## begin DATA TO USE
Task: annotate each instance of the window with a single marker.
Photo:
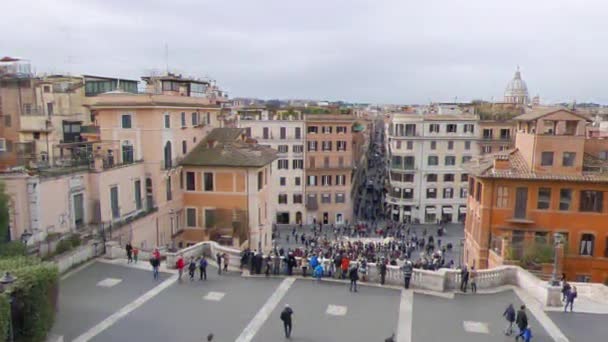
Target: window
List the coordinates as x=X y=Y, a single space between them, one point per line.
x=298 y=164
x=190 y=181
x=340 y=179
x=127 y=152
x=283 y=164
x=546 y=159
x=448 y=193
x=568 y=158
x=208 y=180
x=587 y=242
x=544 y=198
x=340 y=198
x=591 y=201
x=565 y=198
x=502 y=197
x=169 y=190
x=126 y=121
x=311 y=181
x=325 y=198
x=326 y=129
x=191 y=217
x=260 y=180
x=450 y=160
x=137 y=194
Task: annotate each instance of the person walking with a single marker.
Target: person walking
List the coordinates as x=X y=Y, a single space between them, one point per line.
x=353 y=275
x=570 y=298
x=180 y=264
x=218 y=259
x=191 y=268
x=202 y=268
x=522 y=322
x=408 y=268
x=509 y=315
x=286 y=318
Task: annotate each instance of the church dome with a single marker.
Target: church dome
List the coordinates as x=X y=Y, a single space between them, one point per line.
x=517 y=91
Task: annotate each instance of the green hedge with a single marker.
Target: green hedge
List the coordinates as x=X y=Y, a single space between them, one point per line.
x=35 y=297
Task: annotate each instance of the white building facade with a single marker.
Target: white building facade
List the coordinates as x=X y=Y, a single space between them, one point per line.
x=425 y=152
x=288 y=138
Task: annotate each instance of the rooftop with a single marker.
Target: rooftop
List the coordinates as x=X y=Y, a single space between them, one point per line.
x=221 y=147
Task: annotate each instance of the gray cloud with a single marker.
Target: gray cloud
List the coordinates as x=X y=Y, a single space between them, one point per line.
x=374 y=51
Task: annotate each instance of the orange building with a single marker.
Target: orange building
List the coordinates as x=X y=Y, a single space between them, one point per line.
x=553 y=181
x=226 y=191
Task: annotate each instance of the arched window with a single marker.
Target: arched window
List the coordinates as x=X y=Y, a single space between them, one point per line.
x=587 y=244
x=168 y=155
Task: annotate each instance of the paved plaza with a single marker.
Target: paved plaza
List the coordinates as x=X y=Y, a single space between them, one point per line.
x=110 y=301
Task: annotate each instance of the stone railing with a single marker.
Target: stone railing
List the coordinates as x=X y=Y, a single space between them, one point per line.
x=441 y=280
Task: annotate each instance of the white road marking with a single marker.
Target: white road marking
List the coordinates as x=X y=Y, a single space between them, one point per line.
x=336 y=310
x=256 y=323
x=537 y=310
x=214 y=296
x=109 y=282
x=476 y=327
x=115 y=317
x=404 y=326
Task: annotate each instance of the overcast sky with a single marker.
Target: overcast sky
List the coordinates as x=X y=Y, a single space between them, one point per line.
x=377 y=51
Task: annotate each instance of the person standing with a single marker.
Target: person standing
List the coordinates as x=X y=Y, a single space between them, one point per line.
x=180 y=264
x=521 y=321
x=218 y=259
x=286 y=318
x=570 y=296
x=353 y=275
x=408 y=268
x=509 y=315
x=202 y=268
x=129 y=250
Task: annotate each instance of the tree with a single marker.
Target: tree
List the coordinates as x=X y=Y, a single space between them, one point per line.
x=4 y=231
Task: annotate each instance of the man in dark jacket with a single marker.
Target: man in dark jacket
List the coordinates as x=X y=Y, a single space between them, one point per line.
x=521 y=321
x=286 y=318
x=353 y=275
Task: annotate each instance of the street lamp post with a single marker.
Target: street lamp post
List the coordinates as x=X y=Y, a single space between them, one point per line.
x=7 y=280
x=556 y=242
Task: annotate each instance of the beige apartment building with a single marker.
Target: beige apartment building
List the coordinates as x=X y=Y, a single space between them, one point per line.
x=329 y=168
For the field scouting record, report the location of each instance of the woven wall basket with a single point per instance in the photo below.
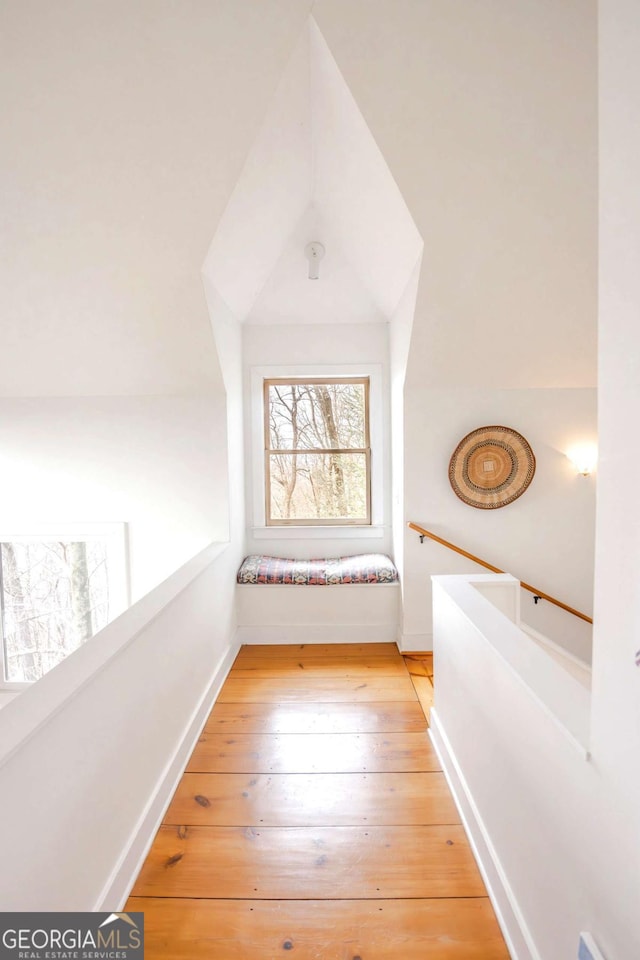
(491, 467)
## end DATA TO USE
*THE TASK*.
Lay out every line of the items above as a numbered list, skipping blank lines and leaving out the pictures.

*COMPLETED TASK*.
1. Task: annotate each instance of the window with a single marker.
2. Photo:
3. Target: window
4. List the coordinates as x=X y=Y, a single space between them, one point per line.
5. x=298 y=164
6. x=190 y=181
7. x=340 y=179
8. x=127 y=152
9. x=283 y=164
10. x=546 y=159
11. x=448 y=193
12. x=568 y=158
13. x=208 y=180
14. x=587 y=242
15. x=544 y=198
16. x=340 y=198
17. x=591 y=201
18. x=565 y=198
19. x=502 y=197
20. x=169 y=190
21. x=126 y=121
22. x=311 y=181
23. x=325 y=198
24. x=326 y=129
25. x=191 y=217
26. x=260 y=180
27. x=450 y=160
28. x=137 y=194
29. Task: annotate each instance of the person walking with a single marker.
30. Target: person walking
31. List the coordinates as x=X y=Y, a single space between them, one point per line.
32. x=353 y=275
33. x=570 y=298
34. x=180 y=264
35. x=218 y=259
36. x=191 y=268
37. x=202 y=268
38. x=522 y=322
39. x=408 y=268
40. x=509 y=315
41. x=286 y=318
42. Task: annotate each instance of the church dome with a single marker.
43. Target: church dome
44. List the coordinates as x=X y=Y, a single space between them, one point per line.
45. x=517 y=91
46. Task: annotate each instance of the green hedge with a single marker.
47. Target: green hedge
48. List the coordinates as x=X y=Y, a single space between them, one point per line.
49. x=35 y=297
50. Task: annotate each instance of the white building facade with a single marker.
51. Target: white building facade
52. List the coordinates as x=X y=Y, a single space between them, one point per line.
53. x=425 y=152
54. x=288 y=138
55. Task: annotate each instance of the rooftop with a single marker.
56. Target: rooftop
57. List the coordinates as x=X y=Y, a single space between them, one point per line.
58. x=221 y=147
59. Task: annotate each instance of the gray cloud with a single marker.
60. Target: gray cloud
61. List the coordinates as x=X y=Y, a single space between them, one point per line.
62. x=374 y=51
63. Task: annotate each instance of the orange building with a single marker.
64. Target: orange building
65. List the coordinates as x=X y=Y, a single space between them, one point per line.
66. x=553 y=181
67. x=226 y=191
68. Task: annotate each instance of the arched window with a single marker.
69. Target: arched window
70. List the coordinates as x=X y=Y, a single space between them, one point per line.
71. x=587 y=244
72. x=168 y=155
73. Task: annotate each instance of the paved plaza with a single marker.
74. Target: paved plaza
75. List the coordinates as x=X y=Y, a single space between them, one point per line.
76. x=110 y=301
77. Task: annotate each instance of the stone railing with a single marker.
78. Target: stone railing
79. List the coordinates as x=X y=Y, a single space between them, one point per line.
80. x=441 y=280
81. Task: annotate each instance of the white road marking with a single marker.
82. Target: white road marking
83. List the coordinates as x=X y=Y, a single space between them, one point per line.
84. x=336 y=310
85. x=256 y=323
86. x=537 y=310
87. x=214 y=296
88. x=109 y=282
89. x=476 y=327
90. x=115 y=317
91. x=404 y=326
92. Task: annotate each instance of the overcast sky with a single marker.
93. Target: overcast sky
94. List the coordinates as x=X y=Y, a single space between them, one point per line.
95. x=377 y=51
96. Task: annotate each instance of the person standing with a single marker.
97. Target: person standing
98. List the coordinates as x=X y=Y, a single space between them, one point per line.
99. x=180 y=264
100. x=521 y=321
101. x=218 y=259
102. x=286 y=318
103. x=570 y=296
104. x=353 y=275
105. x=408 y=268
106. x=509 y=315
107. x=202 y=268
108. x=129 y=250
109. Task: annotate each instance of the tree with a single marker.
110. Target: tree
111. List the coordinates as x=X y=Y, a single space between them, one point per line.
112. x=4 y=231
113. Task: annotate each instance of the man in dark jacket with a single marker.
114. Target: man in dark jacket
115. List the coordinates as x=X y=Y, a single space between them, one point per line.
116. x=521 y=321
117. x=286 y=318
118. x=353 y=275
119. Task: annotate each instance of the street lamp post with a single marker.
120. Target: street lamp post
121. List the coordinates as x=X y=Y, a single space between them, one point per line.
122. x=7 y=280
123. x=556 y=242
124. Task: annotate each instance of the beige apartment building with a single marker.
125. Target: beige apartment building
126. List the coordinates as x=X y=Y, a single space between them, one point per line.
127. x=329 y=168
128. For the field scouting record, report the location of each instance of the woven wall basket with a single point per instance in the photo below.
129. (491, 467)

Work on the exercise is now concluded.